» **Problem details**
From the line that holds "--target evergreen tree" to the last line of the data, copy everything exactly; leave out all the rest.

» **Data shown**
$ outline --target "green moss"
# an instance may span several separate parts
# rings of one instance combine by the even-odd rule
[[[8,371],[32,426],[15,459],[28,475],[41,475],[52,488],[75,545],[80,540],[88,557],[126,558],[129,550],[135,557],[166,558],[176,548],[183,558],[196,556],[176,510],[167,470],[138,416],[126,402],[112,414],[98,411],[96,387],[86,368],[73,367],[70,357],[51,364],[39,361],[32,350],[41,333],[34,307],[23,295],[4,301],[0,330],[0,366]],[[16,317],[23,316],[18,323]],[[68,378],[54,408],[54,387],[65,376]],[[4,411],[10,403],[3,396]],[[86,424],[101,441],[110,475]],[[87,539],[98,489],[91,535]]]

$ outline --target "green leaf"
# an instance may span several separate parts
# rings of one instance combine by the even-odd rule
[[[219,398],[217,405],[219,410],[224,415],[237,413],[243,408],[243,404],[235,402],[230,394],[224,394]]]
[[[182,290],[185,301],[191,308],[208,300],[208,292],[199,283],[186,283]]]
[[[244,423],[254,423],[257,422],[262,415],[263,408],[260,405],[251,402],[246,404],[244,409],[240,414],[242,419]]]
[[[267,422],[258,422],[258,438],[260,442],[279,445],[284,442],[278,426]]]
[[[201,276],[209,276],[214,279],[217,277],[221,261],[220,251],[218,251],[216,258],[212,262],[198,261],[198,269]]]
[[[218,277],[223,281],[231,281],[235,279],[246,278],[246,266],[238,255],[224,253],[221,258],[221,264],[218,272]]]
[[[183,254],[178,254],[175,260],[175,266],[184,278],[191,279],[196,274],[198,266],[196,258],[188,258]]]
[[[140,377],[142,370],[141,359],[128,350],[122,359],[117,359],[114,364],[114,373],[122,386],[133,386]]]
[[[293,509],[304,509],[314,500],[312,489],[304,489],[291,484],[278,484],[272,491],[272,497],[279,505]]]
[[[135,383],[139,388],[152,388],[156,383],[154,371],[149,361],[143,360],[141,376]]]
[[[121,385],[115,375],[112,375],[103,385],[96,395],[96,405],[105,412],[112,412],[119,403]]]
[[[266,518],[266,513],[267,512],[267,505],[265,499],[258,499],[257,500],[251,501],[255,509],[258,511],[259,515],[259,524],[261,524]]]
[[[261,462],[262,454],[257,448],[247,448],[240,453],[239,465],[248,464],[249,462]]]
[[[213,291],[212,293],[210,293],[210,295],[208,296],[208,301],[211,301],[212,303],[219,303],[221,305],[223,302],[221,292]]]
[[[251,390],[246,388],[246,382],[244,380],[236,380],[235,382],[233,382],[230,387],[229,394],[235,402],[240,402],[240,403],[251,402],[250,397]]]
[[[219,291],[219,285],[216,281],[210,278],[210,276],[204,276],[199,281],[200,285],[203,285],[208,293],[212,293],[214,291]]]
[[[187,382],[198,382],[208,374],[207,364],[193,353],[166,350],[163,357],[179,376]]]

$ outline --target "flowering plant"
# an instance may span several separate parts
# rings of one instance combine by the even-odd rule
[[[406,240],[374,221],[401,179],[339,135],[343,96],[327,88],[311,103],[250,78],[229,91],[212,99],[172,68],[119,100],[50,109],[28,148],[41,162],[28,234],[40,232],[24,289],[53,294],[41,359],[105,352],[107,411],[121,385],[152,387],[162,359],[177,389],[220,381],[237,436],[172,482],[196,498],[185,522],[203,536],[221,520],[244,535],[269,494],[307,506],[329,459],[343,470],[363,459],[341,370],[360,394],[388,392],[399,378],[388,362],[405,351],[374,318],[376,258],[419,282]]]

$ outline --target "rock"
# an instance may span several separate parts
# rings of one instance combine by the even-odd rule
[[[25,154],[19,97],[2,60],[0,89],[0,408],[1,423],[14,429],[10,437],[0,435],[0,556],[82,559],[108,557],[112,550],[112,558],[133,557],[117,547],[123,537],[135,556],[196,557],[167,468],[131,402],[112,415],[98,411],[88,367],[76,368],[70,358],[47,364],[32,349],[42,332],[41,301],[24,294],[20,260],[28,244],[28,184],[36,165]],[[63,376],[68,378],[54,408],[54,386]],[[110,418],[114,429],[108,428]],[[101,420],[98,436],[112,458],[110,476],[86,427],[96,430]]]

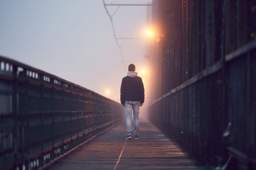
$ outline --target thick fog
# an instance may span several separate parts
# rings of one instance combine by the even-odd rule
[[[118,7],[107,8],[112,14]],[[144,37],[149,24],[147,8],[120,6],[113,18],[117,37]],[[146,103],[150,78],[150,59],[145,57],[147,40],[118,41],[122,46],[123,64],[101,0],[0,1],[0,55],[118,102],[122,78],[132,63],[143,80]]]

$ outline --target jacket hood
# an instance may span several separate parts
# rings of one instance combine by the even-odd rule
[[[134,77],[137,76],[138,73],[135,72],[134,71],[128,71],[127,72],[127,76],[131,77]]]

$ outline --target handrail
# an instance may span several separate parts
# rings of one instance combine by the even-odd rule
[[[256,40],[252,41],[242,47],[238,48],[234,51],[226,55],[225,56],[225,59],[224,62],[223,60],[220,59],[211,66],[206,67],[205,69],[193,77],[189,79],[178,86],[172,89],[160,97],[156,99],[155,100],[151,103],[151,104],[157,102],[174,93],[195,83],[205,77],[215,73],[223,68],[223,62],[225,63],[229,62],[235,58],[242,56],[242,54],[255,48],[256,48]]]

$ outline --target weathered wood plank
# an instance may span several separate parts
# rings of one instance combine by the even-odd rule
[[[97,137],[51,170],[113,169],[125,142],[122,122]],[[196,169],[196,162],[148,121],[141,123],[140,138],[126,143],[117,169]]]

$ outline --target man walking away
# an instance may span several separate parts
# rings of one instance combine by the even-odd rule
[[[126,139],[132,138],[132,111],[133,110],[134,120],[134,138],[139,139],[139,107],[144,101],[144,88],[142,80],[137,76],[135,66],[132,64],[128,67],[127,76],[122,80],[120,90],[120,99],[123,107],[126,111],[126,127],[127,137]]]

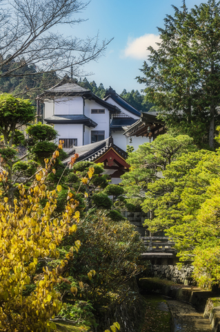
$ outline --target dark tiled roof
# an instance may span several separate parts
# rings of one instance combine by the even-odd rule
[[[157,118],[157,112],[142,113],[140,118],[130,126],[123,133],[126,137],[154,136],[159,132],[162,133],[165,130],[165,122]],[[150,131],[148,127],[150,127]]]
[[[111,122],[110,128],[112,130],[122,130],[123,127],[131,126],[136,122],[136,119],[129,118],[114,118]]]
[[[137,111],[137,109],[134,109],[132,106],[128,104],[128,102],[123,99],[119,95],[116,93],[114,90],[110,89],[108,90],[104,100],[108,100],[108,98],[112,98],[115,102],[121,106],[121,107],[123,107],[124,109],[126,109],[134,116],[140,116],[141,112],[139,112],[139,111]]]
[[[81,96],[89,100],[94,100],[97,104],[108,109],[111,113],[118,113],[120,109],[114,105],[97,97],[90,90],[86,90],[77,84],[72,80],[63,80],[58,84],[39,95],[37,99],[44,100],[54,96]]]
[[[61,84],[61,83],[59,83],[58,84],[55,85],[54,86],[52,86],[52,88],[49,89],[48,90],[46,90],[46,92],[61,92],[61,93],[66,93],[66,92],[86,92],[86,91],[90,91],[90,90],[86,90],[84,88],[82,88],[79,85],[77,84],[74,82],[67,82],[63,84]]]
[[[71,157],[74,154],[79,154],[78,161],[95,161],[97,159],[101,157],[101,156],[110,148],[113,148],[117,153],[121,156],[123,159],[126,159],[128,154],[115,145],[113,142],[113,138],[109,137],[106,140],[101,140],[95,143],[83,145],[81,147],[75,147],[70,153],[70,156],[63,161],[63,164],[67,164],[70,161]]]
[[[85,124],[87,127],[92,127],[94,128],[97,124],[92,119],[87,118],[87,116],[83,114],[76,114],[73,116],[52,116],[51,118],[44,119],[48,123],[54,124]]]

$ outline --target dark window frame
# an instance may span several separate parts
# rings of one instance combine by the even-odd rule
[[[105,109],[92,109],[91,114],[105,114]]]
[[[105,139],[104,130],[91,130],[91,143],[96,143]]]
[[[77,146],[77,138],[59,138],[59,140],[64,140],[63,149],[70,149],[73,146]]]

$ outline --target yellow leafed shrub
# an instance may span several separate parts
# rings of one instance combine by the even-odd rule
[[[54,323],[49,320],[62,306],[54,286],[68,260],[56,269],[46,266],[42,273],[34,274],[39,259],[57,258],[57,246],[65,235],[76,231],[78,202],[68,200],[63,214],[53,219],[57,192],[47,190],[43,174],[36,178],[28,190],[20,185],[19,199],[13,205],[7,199],[0,201],[0,331],[50,331]],[[39,202],[45,197],[48,201],[42,208]],[[70,250],[68,259],[72,255]],[[34,290],[24,295],[33,282]]]

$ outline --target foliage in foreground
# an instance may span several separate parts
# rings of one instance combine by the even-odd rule
[[[219,265],[220,154],[207,150],[183,154],[148,184],[143,210],[152,232],[165,230],[181,261],[194,266],[201,286],[218,284]]]
[[[127,202],[134,205],[143,202],[148,184],[161,177],[162,171],[184,151],[195,149],[192,138],[186,135],[174,137],[161,135],[150,143],[140,145],[129,154],[127,162],[130,172],[123,174],[122,185]]]

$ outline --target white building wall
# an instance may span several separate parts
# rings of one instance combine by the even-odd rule
[[[81,97],[57,98],[54,104],[54,115],[83,114],[83,100]]]
[[[132,137],[132,142],[130,143],[130,138],[126,137],[125,135],[123,135],[123,131],[112,131],[112,136],[113,137],[114,143],[115,145],[117,145],[121,149],[123,149],[124,151],[126,151],[127,145],[133,147],[134,150],[137,150],[139,145],[141,144],[150,142],[148,137]]]
[[[77,145],[83,145],[83,124],[54,124],[54,129],[59,135],[57,142],[61,138],[77,138]]]
[[[104,113],[97,113],[92,114],[92,109],[105,109]],[[95,128],[89,128],[86,129],[86,133],[85,131],[85,143],[90,144],[91,142],[91,131],[92,130],[103,130],[105,131],[105,139],[109,137],[109,130],[110,130],[110,114],[108,109],[105,109],[99,104],[97,104],[94,100],[86,100],[85,107],[84,107],[84,114],[88,118],[90,118],[93,121],[94,121],[97,126]],[[88,127],[86,127],[88,128]],[[90,131],[90,133],[88,133]],[[86,141],[88,142],[88,142],[86,143]]]
[[[43,118],[51,118],[54,115],[54,100],[48,100],[44,102],[44,114]]]
[[[91,142],[91,129],[85,126],[84,131],[84,145]]]

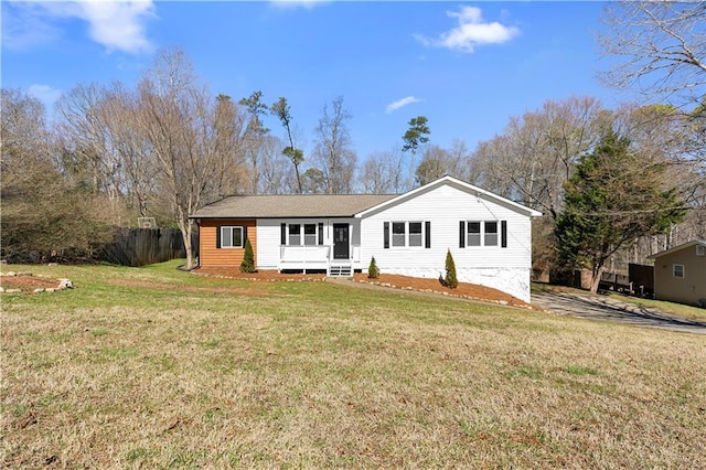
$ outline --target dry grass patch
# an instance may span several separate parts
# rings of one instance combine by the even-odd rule
[[[96,269],[3,299],[7,467],[706,467],[698,335]],[[204,289],[115,286],[136,273]]]

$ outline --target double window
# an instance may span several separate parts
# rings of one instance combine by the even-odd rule
[[[243,248],[245,229],[242,226],[221,226],[218,235],[220,248]]]
[[[431,248],[431,222],[385,222],[383,239],[385,248]]]
[[[459,247],[501,246],[507,247],[506,221],[461,221]]]
[[[323,245],[323,224],[281,224],[281,245]]]

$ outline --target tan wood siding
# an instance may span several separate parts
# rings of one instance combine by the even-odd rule
[[[247,231],[247,238],[253,246],[255,266],[257,266],[257,225],[255,220],[206,218],[201,221],[199,232],[199,263],[202,267],[240,266],[245,248],[218,248],[216,246],[220,226],[242,226]]]
[[[684,266],[684,277],[674,277],[674,265]],[[660,256],[654,260],[654,292],[660,300],[697,305],[706,298],[706,256],[696,246]]]

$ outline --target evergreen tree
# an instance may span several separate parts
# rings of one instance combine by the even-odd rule
[[[367,277],[371,279],[377,279],[379,277],[379,269],[377,268],[377,263],[375,263],[375,257],[371,259],[371,264],[367,267]]]
[[[453,261],[450,249],[446,254],[446,277],[443,278],[443,285],[449,289],[459,287],[459,280],[456,277],[456,263]]]
[[[243,255],[243,263],[240,263],[240,273],[255,273],[255,255],[253,254],[253,245],[250,239],[245,239],[245,254]]]
[[[613,253],[684,218],[684,204],[664,178],[666,164],[633,152],[630,140],[612,128],[579,159],[565,184],[565,211],[555,234],[559,264],[589,268],[592,292]]]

» **Full output**
$ outline --target evergreen tree
# an instance may span several separate parts
# rings of one instance combine by the even-odd rule
[[[367,277],[371,279],[377,279],[379,277],[379,269],[377,268],[377,263],[375,263],[375,257],[371,259],[371,264],[367,267]]]
[[[453,261],[450,249],[446,254],[446,277],[443,278],[443,285],[449,289],[459,287],[459,280],[456,277],[456,263]]]
[[[243,255],[243,263],[240,263],[240,273],[255,273],[255,255],[253,254],[253,245],[250,239],[245,239],[245,254]]]
[[[613,253],[684,218],[684,204],[664,178],[666,164],[633,152],[630,140],[612,128],[579,159],[565,184],[565,211],[555,234],[559,264],[589,268],[592,292]]]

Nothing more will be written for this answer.